Exercise description: Extend the forum thread on finding the matrix C from (AC)^-1 = B with the posts that follow its last one.

— START OF Source text —

Question

find the matrix C if (AC)^-1 = B.

MY SOLUTION IS
C=A^-1B^-1
it is correct or wrong

Answer 1

Is this kind of like inverse of the product?

Answer 2

If \((AB)^{-1} = B^{-1}A^{-1}\) , you have ...\[(AC)^{-1} = B\]\[(AC)^{-1} = A^{-1}B^{-1}\]

Answer 3

Correction: \((AC)^{-1} = C^{-1}A^{-1}\)

Answer 4

Therefore: \(C^{-1}A^{-1} = B\).....


Along those lines?!

Answer 5

next step will be to post mutiply both sides by A

Answer 6

ohhh and \(AA^{-1} = I\)?

Answer 7

\(C^{-1}A^{-1} A = BA\)

and noting that ...yes, that :)

Answer 8

\(C^{-1} = BA\)

then finding C is easy now :)

Answer 9

But id \(AA^{-1} = I\), where does the \(I\) go?

— END OF Source text —
— START OF Data lines —

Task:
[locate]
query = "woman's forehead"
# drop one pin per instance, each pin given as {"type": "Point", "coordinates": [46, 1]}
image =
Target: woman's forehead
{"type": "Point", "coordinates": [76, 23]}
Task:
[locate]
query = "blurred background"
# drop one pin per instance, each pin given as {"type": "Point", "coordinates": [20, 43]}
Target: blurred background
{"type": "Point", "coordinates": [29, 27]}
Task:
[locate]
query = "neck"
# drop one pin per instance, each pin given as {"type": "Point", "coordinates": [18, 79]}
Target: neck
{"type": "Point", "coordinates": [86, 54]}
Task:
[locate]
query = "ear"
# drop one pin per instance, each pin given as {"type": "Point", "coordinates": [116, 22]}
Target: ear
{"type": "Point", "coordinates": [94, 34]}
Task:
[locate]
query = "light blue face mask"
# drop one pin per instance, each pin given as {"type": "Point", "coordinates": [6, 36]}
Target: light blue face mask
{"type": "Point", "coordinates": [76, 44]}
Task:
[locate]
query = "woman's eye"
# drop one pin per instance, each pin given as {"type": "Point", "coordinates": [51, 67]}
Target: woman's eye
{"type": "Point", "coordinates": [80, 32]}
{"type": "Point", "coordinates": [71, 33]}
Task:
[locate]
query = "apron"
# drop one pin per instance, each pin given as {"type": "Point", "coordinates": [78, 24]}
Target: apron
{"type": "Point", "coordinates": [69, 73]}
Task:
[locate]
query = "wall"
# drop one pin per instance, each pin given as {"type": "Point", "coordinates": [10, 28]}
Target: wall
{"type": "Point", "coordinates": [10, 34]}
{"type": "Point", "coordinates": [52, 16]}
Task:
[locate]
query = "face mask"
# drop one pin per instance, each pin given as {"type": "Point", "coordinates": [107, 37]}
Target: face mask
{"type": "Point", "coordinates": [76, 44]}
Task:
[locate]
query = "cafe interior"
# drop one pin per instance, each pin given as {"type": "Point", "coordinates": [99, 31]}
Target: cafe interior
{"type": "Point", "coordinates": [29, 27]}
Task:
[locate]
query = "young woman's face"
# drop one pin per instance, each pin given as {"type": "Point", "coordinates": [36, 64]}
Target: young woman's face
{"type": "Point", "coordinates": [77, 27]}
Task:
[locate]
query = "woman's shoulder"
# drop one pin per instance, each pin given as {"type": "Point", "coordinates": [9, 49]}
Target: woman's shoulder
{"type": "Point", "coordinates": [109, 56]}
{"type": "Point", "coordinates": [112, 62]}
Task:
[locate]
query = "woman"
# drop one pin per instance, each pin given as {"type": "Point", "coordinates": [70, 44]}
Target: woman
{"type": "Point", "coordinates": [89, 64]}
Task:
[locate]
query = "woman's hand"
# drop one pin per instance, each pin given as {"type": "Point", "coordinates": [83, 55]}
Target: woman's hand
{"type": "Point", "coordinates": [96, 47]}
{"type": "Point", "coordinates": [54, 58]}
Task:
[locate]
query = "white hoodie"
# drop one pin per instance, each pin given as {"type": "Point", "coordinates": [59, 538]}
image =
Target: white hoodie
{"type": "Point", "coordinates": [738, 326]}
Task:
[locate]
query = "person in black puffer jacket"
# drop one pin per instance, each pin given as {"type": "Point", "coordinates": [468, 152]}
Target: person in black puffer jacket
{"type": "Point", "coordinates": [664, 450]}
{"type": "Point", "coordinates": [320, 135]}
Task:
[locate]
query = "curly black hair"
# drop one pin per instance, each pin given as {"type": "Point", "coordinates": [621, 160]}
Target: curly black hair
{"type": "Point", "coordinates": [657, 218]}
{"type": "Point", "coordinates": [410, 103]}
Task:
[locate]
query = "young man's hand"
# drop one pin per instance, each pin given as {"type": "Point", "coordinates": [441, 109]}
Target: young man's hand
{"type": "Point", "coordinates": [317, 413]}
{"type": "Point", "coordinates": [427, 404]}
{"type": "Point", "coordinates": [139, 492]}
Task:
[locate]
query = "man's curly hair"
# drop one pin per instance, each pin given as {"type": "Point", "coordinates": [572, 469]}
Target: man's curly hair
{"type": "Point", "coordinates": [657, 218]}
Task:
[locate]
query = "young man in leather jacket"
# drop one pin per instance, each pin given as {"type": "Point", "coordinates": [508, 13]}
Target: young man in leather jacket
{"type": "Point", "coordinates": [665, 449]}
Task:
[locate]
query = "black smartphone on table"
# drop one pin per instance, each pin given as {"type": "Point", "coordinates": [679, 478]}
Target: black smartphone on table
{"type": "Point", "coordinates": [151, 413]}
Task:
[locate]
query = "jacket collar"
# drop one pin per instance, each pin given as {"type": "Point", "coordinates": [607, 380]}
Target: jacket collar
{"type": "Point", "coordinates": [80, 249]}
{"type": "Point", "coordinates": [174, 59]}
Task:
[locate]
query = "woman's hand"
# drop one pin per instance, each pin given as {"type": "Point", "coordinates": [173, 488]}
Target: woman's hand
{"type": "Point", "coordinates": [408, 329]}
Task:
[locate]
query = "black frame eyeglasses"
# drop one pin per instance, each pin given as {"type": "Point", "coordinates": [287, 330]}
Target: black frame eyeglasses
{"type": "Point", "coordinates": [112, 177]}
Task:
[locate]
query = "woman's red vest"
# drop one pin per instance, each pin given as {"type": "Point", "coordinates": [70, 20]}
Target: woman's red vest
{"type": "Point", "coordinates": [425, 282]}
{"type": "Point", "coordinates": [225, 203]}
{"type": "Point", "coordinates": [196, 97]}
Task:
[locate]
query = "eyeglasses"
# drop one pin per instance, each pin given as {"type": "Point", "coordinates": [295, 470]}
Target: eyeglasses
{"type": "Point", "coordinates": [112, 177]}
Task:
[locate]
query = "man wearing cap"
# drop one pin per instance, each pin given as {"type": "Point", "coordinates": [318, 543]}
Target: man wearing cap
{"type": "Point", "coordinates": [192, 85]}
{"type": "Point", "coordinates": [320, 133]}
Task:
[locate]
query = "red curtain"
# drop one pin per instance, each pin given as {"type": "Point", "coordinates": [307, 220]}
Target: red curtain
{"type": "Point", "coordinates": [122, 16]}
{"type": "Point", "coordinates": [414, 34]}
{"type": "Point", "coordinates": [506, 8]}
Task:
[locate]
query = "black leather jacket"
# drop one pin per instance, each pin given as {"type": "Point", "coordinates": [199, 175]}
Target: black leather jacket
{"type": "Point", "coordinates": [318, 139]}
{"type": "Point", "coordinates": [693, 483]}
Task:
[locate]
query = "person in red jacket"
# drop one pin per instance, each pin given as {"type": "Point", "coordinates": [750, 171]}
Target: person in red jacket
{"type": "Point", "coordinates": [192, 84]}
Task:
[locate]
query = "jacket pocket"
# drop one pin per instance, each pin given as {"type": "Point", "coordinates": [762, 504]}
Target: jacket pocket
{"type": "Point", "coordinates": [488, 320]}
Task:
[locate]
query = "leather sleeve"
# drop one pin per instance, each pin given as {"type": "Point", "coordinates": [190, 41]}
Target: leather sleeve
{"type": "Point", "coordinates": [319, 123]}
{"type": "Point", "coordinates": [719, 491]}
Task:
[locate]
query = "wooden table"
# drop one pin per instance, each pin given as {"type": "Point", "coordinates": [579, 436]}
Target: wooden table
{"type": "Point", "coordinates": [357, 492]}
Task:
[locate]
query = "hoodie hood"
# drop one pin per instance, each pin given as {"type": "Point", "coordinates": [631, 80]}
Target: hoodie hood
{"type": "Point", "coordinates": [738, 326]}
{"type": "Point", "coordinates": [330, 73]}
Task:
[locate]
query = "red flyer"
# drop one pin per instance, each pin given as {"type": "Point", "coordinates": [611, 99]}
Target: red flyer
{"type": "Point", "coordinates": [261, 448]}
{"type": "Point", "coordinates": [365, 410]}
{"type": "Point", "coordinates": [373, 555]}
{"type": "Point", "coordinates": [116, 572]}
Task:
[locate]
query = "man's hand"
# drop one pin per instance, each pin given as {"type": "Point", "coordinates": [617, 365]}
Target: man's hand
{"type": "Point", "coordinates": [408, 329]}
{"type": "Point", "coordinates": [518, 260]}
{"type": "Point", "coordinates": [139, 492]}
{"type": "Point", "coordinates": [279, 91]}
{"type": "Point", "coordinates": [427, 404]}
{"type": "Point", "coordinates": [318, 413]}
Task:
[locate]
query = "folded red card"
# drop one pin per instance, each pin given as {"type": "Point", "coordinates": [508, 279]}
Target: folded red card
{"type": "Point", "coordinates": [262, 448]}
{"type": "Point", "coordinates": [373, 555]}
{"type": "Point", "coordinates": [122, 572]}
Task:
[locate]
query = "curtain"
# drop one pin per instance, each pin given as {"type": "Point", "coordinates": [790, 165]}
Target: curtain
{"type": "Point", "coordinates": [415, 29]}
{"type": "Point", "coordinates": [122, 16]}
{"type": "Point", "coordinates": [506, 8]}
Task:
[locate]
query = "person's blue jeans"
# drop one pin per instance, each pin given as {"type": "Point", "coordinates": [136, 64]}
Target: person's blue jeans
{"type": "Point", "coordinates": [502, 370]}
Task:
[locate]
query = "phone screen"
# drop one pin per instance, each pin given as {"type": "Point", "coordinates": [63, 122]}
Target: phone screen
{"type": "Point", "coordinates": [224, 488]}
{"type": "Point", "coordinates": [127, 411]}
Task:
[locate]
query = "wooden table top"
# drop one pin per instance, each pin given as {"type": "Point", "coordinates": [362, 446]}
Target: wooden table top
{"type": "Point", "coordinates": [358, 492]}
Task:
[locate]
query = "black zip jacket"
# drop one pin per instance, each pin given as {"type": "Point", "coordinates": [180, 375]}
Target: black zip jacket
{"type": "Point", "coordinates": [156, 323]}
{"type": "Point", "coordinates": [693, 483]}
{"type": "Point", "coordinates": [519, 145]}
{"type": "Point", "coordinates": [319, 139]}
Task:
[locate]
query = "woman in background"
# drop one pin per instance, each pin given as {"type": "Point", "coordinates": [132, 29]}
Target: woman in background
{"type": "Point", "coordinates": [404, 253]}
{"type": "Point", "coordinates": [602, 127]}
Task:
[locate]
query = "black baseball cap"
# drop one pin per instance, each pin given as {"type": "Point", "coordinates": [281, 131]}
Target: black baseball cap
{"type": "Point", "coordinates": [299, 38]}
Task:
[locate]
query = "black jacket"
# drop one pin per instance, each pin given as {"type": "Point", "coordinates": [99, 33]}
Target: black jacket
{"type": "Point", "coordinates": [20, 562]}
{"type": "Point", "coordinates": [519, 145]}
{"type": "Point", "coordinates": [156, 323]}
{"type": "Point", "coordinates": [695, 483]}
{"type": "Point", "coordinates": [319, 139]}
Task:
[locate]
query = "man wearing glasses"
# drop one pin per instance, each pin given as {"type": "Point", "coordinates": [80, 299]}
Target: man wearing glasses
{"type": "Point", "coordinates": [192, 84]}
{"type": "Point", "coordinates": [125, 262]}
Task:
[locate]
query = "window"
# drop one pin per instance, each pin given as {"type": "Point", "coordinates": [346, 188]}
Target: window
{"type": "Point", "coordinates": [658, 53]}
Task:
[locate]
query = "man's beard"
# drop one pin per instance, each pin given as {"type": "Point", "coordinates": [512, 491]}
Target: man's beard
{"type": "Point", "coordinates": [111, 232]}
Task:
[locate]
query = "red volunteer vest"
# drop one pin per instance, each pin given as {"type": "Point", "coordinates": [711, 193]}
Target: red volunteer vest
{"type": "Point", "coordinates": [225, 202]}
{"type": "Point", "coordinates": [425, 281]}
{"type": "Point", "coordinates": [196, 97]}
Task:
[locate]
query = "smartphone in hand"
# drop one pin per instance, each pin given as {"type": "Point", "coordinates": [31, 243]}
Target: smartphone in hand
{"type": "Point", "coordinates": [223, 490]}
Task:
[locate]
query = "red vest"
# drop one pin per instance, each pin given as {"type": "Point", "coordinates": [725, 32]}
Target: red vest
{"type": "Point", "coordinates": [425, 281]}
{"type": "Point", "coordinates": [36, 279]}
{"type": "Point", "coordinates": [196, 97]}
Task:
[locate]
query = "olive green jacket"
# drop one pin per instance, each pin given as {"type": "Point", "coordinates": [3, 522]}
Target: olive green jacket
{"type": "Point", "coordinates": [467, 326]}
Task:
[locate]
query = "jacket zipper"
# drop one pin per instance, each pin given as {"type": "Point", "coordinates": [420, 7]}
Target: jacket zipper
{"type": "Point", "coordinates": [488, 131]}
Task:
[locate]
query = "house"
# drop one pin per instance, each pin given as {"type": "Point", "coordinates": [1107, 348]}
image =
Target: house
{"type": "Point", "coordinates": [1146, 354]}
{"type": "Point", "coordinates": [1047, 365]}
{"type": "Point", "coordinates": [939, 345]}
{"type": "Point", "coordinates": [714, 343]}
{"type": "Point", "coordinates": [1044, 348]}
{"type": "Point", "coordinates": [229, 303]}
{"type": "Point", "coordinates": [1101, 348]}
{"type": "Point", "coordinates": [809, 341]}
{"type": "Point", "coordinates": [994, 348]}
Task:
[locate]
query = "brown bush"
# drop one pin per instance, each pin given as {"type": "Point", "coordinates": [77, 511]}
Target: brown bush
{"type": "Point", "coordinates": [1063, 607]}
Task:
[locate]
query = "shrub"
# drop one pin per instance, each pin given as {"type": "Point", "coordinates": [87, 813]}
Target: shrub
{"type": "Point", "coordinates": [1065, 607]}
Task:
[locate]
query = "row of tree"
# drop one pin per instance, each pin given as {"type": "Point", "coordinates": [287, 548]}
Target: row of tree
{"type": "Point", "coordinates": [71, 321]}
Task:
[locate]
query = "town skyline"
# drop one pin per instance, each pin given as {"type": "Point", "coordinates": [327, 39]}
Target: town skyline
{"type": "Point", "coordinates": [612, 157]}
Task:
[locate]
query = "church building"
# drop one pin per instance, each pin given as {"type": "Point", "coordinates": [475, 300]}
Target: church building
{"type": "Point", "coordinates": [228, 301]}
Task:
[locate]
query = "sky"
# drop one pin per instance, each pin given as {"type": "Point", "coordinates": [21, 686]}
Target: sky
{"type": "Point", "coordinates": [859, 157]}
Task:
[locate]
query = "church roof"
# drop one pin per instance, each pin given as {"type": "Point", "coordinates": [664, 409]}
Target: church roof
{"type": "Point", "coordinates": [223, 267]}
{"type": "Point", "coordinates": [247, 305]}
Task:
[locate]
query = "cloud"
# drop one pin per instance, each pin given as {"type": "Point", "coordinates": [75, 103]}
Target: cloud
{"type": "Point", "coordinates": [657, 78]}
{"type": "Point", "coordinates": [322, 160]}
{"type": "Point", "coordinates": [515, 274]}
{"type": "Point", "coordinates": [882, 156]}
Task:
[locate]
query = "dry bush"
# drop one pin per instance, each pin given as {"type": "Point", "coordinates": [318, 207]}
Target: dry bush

— END OF Data lines —

Final answer:
Answer 10

IX or XI
both = X

I is the identity matrix, mutiplied with any matrix results in the same matrix

only catch is that both the matries X and I must have same order

Answer 11

so
\(C^{-1}I = C^{-1}\)

Answer 12

If the order is the same it's kind of like multiplying by 1...

Answer 13

right!

Answer 14

@hbr27 you can participate in the conversation, if you have something to contribute :)

Answer 15

\[(BA)^{-1} = A^{-1}B^{-1}\]

Answer 16

so @hbr27
your solution is indeed correct :)